- Enunciado do exercício
Transcreva, sem qualquer alteração, o trecho do texto fornecido que começa em "RIO – A proposta" e termina em "como a Alemanha.", incluindo essas palavras finais.

- Texto fornecido
G20 

G20: Alemanha indica resistência à proposta do Brasil para biocombustíveis

País europeu defende prioridade para matérias-primas residuais na produção de bioenergia

Presidente Lula e o chanceler alemão Olaf Scholz durante assinatura de atos e coletiva de imprensa conjunta, em Berlim, em 4/12/2023 (Foto Ricardo Stuckert/PR)
Presidente Lula e o chanceler alemão Olaf Scholz durante coletiva de imprensa em Berlim | Foto Ricardo Stuckert/PR

RIO – A proposta que o Brasil levará à cúpula de líderes do G20 em novembro para criação de padrões de sustentabilidade internacionais que reconheçam o valor da biomassa e dos biocombustíveis, como o etanol, pode esbarrar na resistência de países europeus, como a Alemanha.

- Dados fornecidos
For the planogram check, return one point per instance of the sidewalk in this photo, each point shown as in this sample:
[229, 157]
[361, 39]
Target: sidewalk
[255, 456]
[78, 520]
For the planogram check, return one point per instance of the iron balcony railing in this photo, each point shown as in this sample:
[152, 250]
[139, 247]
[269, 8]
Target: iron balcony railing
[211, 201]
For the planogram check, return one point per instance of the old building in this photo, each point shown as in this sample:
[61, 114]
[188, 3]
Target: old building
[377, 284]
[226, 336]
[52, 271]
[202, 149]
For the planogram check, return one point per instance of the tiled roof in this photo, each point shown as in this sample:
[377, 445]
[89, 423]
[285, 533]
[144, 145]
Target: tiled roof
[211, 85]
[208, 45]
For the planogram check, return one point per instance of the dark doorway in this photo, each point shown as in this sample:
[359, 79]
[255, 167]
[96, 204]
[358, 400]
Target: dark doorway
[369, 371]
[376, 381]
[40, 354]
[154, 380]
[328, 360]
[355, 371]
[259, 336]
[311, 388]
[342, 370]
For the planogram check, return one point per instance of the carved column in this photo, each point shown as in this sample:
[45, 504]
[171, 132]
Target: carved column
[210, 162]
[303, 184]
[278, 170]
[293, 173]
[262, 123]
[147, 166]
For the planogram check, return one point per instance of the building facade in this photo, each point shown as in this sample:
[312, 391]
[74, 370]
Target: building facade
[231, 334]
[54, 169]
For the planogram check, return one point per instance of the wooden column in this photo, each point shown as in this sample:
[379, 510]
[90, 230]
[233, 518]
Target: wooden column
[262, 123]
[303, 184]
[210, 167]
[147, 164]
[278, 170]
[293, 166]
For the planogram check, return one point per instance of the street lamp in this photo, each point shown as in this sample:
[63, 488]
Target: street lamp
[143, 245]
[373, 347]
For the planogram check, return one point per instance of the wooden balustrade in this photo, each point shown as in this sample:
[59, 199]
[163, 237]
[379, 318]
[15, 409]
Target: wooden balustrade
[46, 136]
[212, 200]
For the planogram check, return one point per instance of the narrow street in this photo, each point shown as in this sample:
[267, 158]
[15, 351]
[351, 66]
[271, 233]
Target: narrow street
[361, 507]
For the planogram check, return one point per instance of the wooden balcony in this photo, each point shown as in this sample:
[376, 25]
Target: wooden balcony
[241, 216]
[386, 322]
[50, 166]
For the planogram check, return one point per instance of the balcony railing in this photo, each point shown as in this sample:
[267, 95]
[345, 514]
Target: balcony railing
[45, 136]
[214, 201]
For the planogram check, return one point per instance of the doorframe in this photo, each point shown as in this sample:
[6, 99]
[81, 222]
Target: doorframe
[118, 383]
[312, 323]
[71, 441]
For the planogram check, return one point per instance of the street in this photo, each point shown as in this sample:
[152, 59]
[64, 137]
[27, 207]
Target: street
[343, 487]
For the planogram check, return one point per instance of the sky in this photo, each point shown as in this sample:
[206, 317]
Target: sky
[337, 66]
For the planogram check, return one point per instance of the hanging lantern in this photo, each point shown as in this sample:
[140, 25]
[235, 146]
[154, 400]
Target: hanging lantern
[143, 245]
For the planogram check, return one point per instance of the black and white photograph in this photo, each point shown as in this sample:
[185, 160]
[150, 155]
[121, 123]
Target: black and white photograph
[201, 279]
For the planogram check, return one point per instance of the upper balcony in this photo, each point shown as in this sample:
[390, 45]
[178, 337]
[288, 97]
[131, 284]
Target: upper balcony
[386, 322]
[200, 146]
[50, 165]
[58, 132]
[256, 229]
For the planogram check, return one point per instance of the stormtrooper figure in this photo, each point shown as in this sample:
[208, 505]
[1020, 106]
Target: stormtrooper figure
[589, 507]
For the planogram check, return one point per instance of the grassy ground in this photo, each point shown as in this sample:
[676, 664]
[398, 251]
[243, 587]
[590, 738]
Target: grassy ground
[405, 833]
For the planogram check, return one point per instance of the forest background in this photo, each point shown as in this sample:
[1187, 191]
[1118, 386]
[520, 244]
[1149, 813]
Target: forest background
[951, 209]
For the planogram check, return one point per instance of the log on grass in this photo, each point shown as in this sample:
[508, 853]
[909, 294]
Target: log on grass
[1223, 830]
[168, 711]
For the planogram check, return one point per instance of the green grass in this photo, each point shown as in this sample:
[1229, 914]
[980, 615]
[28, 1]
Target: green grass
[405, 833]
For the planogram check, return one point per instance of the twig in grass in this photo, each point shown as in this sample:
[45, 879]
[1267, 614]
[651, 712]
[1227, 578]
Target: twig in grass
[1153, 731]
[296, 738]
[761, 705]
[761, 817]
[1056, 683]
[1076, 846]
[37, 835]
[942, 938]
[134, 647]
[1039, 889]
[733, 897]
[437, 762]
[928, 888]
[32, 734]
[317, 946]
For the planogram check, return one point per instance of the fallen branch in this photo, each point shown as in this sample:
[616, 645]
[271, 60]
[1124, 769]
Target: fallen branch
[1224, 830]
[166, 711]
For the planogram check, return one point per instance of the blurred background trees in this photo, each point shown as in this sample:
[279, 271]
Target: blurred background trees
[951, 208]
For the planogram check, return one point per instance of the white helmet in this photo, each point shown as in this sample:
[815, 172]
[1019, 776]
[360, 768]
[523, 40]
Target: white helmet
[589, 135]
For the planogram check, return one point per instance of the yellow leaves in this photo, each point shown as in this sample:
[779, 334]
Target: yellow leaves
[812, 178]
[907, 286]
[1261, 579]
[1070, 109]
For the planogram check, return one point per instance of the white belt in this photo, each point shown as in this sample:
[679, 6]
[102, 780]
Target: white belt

- Solução completa
RIO – A proposta que o Brasil levará à cúpula de líderes do G20 em novembro para criação de padrões de sustentabilidade internacionais que reconheçam o valor da biomassa e dos biocombustíveis, como o etanol, pode esbarrar na resistência de países europeus, como a Alemanha.